Exercise description
Pick out each line of the data below that contains the string "every" and copy those lines. Matching is case-sensitive.

Data for processing
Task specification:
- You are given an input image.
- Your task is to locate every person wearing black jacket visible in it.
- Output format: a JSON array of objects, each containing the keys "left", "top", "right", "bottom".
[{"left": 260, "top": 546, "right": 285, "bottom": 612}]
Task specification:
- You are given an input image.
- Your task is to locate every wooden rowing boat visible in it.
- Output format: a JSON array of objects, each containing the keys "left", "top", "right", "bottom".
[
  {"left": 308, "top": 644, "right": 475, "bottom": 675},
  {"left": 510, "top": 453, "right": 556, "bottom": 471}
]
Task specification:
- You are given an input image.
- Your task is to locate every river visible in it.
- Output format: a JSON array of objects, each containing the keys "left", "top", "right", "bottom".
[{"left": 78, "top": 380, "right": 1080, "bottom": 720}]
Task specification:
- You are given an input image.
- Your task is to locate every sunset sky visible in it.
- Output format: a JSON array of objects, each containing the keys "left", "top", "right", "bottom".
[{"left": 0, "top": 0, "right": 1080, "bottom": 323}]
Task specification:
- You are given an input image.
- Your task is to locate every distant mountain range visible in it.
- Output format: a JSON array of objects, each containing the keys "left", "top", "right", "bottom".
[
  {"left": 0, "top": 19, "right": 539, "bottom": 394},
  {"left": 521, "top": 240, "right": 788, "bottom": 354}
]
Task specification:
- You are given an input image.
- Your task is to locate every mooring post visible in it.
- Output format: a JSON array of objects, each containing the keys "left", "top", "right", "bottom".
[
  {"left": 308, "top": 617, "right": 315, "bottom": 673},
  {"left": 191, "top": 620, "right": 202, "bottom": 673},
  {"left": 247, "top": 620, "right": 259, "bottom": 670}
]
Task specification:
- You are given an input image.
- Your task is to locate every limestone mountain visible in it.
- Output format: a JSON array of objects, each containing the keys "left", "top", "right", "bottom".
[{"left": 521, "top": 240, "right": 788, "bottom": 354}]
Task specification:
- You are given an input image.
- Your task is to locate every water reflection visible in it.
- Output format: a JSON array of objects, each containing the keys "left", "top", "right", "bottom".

Exercise result
- Your task is to locate every person wearing black jacket visible in it.
- Your task is to locate every wooden rowing boat visible in it.
- Your task is to locate every river visible in it.
- Your task is to locate every sunset sky visible in it.
- Your task is to locate every distant mountain range visible in it.
- Your task is to locate every mooring post visible in it.
- Your task is to locate every limestone mountain visible in it.
- Your task is to locate every water reflection visible in it.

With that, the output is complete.